* _Required action_: An exact copy of every record is needed.

**** Entries supplied

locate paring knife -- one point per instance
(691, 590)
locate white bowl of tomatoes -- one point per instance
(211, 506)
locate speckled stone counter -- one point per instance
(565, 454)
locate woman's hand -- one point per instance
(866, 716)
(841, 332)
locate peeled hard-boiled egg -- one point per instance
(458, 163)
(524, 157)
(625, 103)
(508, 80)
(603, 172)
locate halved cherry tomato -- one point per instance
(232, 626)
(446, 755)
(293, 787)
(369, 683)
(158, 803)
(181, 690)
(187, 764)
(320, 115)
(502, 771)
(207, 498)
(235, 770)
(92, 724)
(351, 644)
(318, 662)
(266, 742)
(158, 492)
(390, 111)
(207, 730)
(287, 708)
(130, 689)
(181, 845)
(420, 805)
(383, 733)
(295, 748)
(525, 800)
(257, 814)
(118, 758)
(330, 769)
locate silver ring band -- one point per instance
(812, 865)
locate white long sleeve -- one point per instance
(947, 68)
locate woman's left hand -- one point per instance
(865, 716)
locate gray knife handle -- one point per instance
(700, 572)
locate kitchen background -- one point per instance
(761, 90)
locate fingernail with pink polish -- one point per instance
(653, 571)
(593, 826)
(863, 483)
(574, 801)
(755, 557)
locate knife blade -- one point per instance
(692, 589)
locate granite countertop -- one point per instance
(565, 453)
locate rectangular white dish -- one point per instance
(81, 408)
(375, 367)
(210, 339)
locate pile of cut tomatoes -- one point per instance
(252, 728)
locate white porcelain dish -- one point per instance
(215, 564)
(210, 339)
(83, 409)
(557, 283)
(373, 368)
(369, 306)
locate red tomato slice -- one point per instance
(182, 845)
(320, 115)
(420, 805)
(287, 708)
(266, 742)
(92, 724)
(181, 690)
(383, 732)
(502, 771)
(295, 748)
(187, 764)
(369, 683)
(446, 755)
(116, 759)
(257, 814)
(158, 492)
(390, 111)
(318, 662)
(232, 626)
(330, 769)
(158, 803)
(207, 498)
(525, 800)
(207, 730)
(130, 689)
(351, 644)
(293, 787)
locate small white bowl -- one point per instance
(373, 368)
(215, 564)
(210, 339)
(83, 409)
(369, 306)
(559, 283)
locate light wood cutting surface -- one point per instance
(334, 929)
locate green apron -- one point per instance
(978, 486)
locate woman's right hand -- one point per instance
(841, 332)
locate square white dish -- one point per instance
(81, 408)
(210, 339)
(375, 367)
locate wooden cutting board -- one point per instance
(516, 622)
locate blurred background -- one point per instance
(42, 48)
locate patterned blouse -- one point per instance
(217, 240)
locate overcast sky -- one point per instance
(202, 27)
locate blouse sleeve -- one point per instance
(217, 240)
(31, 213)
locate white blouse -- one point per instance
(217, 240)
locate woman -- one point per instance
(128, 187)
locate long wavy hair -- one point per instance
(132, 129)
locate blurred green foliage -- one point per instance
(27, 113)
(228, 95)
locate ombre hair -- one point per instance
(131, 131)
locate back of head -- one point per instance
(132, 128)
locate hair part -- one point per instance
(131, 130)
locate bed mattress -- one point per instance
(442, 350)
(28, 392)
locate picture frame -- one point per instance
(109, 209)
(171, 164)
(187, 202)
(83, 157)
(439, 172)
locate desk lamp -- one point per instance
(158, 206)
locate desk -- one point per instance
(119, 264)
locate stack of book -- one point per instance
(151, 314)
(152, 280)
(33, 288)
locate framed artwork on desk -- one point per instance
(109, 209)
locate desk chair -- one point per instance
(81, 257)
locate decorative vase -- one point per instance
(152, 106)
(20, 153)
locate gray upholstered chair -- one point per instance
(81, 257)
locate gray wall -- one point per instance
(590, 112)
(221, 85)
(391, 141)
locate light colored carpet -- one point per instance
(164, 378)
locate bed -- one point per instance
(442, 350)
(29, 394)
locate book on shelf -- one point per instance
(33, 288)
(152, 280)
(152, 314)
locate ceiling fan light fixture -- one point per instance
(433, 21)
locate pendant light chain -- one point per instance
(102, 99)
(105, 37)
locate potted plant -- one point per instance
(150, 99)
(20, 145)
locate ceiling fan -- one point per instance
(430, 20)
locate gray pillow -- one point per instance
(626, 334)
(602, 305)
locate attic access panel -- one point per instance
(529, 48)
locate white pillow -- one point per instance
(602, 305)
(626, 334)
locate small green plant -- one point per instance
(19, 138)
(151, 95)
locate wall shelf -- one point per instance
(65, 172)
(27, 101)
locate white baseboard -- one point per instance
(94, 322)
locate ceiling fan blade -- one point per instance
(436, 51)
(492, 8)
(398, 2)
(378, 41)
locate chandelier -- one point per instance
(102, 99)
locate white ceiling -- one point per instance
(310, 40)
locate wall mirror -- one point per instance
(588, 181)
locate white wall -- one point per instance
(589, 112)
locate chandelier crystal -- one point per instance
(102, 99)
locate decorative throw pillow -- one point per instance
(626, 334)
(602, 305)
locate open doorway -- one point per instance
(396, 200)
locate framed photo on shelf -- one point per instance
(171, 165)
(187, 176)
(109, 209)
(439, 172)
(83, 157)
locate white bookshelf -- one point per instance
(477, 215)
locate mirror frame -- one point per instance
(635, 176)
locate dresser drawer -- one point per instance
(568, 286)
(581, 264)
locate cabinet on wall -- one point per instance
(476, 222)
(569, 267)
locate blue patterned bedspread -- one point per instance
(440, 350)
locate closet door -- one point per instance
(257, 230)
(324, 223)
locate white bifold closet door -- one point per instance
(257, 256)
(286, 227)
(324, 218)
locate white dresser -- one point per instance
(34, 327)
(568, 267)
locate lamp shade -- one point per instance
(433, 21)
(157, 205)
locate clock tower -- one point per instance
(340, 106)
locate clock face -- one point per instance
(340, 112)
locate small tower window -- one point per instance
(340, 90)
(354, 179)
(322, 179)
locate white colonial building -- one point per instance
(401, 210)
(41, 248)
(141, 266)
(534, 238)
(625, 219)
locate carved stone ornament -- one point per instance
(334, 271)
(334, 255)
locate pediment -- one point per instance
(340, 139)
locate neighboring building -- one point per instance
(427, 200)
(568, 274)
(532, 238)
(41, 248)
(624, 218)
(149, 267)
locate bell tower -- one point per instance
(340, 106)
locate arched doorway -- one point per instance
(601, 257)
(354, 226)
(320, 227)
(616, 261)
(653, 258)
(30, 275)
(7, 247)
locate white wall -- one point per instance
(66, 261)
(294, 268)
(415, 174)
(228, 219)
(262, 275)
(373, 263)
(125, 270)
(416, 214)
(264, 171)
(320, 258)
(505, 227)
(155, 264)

********

* _Problem solution_:
locate paring knife -- one point per instance
(691, 590)
locate white bowl of tomatoes -- one point per instance
(211, 506)
locate speckled stone counter -- one point per instance
(565, 454)
locate woman's hand -- one point per instance
(866, 716)
(841, 332)
locate peeled hard-boiled egg -- one point per instance
(458, 163)
(524, 157)
(625, 103)
(508, 80)
(603, 172)
locate halved cherry tomato -- one point per instance
(232, 626)
(446, 755)
(293, 787)
(369, 683)
(158, 803)
(181, 690)
(187, 764)
(320, 115)
(502, 771)
(207, 498)
(235, 770)
(92, 724)
(351, 644)
(318, 662)
(266, 742)
(158, 492)
(390, 111)
(207, 730)
(287, 708)
(130, 689)
(181, 845)
(420, 805)
(383, 733)
(295, 748)
(525, 800)
(257, 814)
(118, 758)
(330, 769)
locate silver ring band -- one point per instance
(812, 865)
locate white long sleeve -- one point per instance
(947, 68)
locate woman's left hand -- one point per instance
(865, 716)
locate gray knife handle -- one point per instance
(700, 572)
locate kitchen background -- one point per instance
(761, 90)
locate fingernail with pink polish -- one point per instance
(653, 571)
(593, 826)
(863, 483)
(574, 801)
(755, 557)
locate knife blade -- one point per instance
(692, 589)
locate granite countertop -- one point per instance
(565, 453)
locate rectangular white dish -- one point per instance
(81, 408)
(375, 367)
(210, 339)
locate pile of cut tomatoes -- one point per instance
(252, 728)
locate white porcelain dish -- one point per instance
(215, 564)
(210, 339)
(83, 409)
(557, 283)
(373, 368)
(369, 306)
locate red tomato slice -- one point per instance
(182, 845)
(320, 115)
(420, 805)
(287, 708)
(266, 742)
(92, 724)
(181, 690)
(383, 732)
(502, 771)
(295, 748)
(187, 764)
(369, 683)
(446, 755)
(116, 759)
(257, 814)
(158, 492)
(390, 111)
(318, 662)
(232, 626)
(330, 769)
(158, 803)
(207, 498)
(525, 800)
(207, 730)
(130, 689)
(351, 644)
(293, 787)
locate small white bowl -- one point per instance
(373, 368)
(215, 564)
(210, 339)
(83, 409)
(369, 306)
(559, 283)
locate light wood cutting surface -- one point per instance
(334, 929)
locate green apron -- one point per instance
(978, 486)
locate woman's right hand -- one point per instance
(841, 332)
locate square white dish -- one point per instance
(81, 408)
(210, 339)
(375, 367)
locate wooden cutting board -- one point per instance
(516, 622)
locate blurred background -- one point per instance
(42, 48)
locate patterned blouse -- one point per instance
(217, 240)
locate overcast sky -- one point per instance
(202, 27)
locate blouse sleeve -- one point per instance
(217, 240)
(31, 213)
locate white blouse -- one point per instance
(217, 240)
locate woman -- one point per instance
(128, 187)
locate long wavy hair -- one point per instance
(132, 129)
locate blurred green foliage -- one point per instance
(27, 113)
(228, 95)
locate ombre hair -- one point per instance
(131, 131)
locate back of head -- one point per instance
(132, 128)
locate hair part -- one point per instance
(131, 130)
locate bed mattress -- one point per instance
(442, 350)
(28, 392)
locate picture frame -- one point per instance
(109, 209)
(171, 164)
(187, 202)
(83, 157)
(439, 172)
locate desk lamp -- one point per instance
(158, 206)
locate desk -- one point per instance
(119, 264)
locate stack of book -- one point per instance
(151, 314)
(152, 280)
(33, 288)
locate framed artwork on desk -- one point per instance
(109, 209)
locate desk chair -- one point per instance
(81, 257)
locate decorative vase -- one point per instance
(152, 106)
(20, 153)
locate gray upholstered chair -- one point per instance
(81, 257)
locate gray wall -- one point per instance
(590, 112)
(221, 85)
(391, 141)
locate light colored carpet -- one point per instance
(164, 378)
locate bed -- one point per instance
(442, 350)
(29, 394)
locate book on shelf -- one point per instance
(33, 288)
(152, 280)
(152, 314)
locate ceiling fan light fixture -- one point per instance
(433, 21)
locate pendant light chain -- one point per instance
(102, 99)
(105, 37)
locate potted plant -- one point per instance
(150, 99)
(20, 145)
locate ceiling fan -- one point per instance
(430, 20)
locate gray pillow -- one point per instance
(626, 334)
(602, 305)
locate attic access panel -- one point per instance
(529, 48)
locate white pillow -- one point per instance
(602, 305)
(626, 334)
locate small green plant -- one point per instance
(19, 138)
(151, 95)
locate wall shelf -- one point per instance
(65, 172)
(27, 101)
locate white baseboard -- one point per instance
(94, 322)
locate ceiling fan blade -- one point per instance
(436, 51)
(492, 8)
(398, 2)
(378, 41)
locate chandelier -- one point per instance
(102, 99)
locate white ceiling -- one point per instance
(310, 40)
locate wall mirror -- one point per instance
(588, 181)
locate white wall -- one point per instance
(589, 112)
locate chandelier crystal -- one point per instance
(102, 99)
locate decorative throw pillow -- one point per instance
(626, 334)
(602, 305)
locate open doorway -- one point per instance
(396, 200)
locate framed photo on shelf -- one point per instance
(171, 165)
(187, 176)
(109, 209)
(439, 172)
(83, 157)
locate white bookshelf -- one point per instance
(477, 215)
locate mirror frame -- one point per instance
(635, 176)
locate dresser drawer -- one point per instance
(568, 286)
(581, 264)
locate cabinet on wall -- one point per instance
(476, 222)
(569, 267)
locate blue patterned bedspread -- one point per instance
(440, 350)
locate closet door -- one point per instance
(257, 230)
(324, 223)
locate white bifold closet door -- one point per instance
(257, 256)
(286, 227)
(324, 218)
locate white dresser -- one point per instance
(34, 327)
(568, 267)
locate lamp shade -- one point per instance
(433, 21)
(157, 205)
locate clock tower -- one point per instance
(340, 106)
locate clock face -- one point per instance
(340, 112)
locate small tower window -- one point per instance
(340, 90)
(354, 179)
(322, 179)
locate white colonial building -- one point per instance
(401, 210)
(41, 248)
(141, 266)
(534, 238)
(625, 219)
locate carved stone ornament -- one point per instance
(334, 271)
(334, 255)
locate pediment -- one point per instance
(340, 139)
locate neighboring building -- one point per instance
(427, 200)
(568, 274)
(532, 238)
(41, 248)
(624, 218)
(149, 267)
locate bell tower -- one point per instance
(340, 106)
locate arched doorway -- one point per instance
(601, 257)
(354, 226)
(320, 227)
(616, 261)
(653, 258)
(30, 275)
(7, 247)
locate white wall -- one point per instance
(66, 261)
(294, 268)
(415, 174)
(228, 219)
(262, 275)
(373, 263)
(125, 270)
(416, 214)
(264, 171)
(320, 258)
(505, 227)
(155, 264)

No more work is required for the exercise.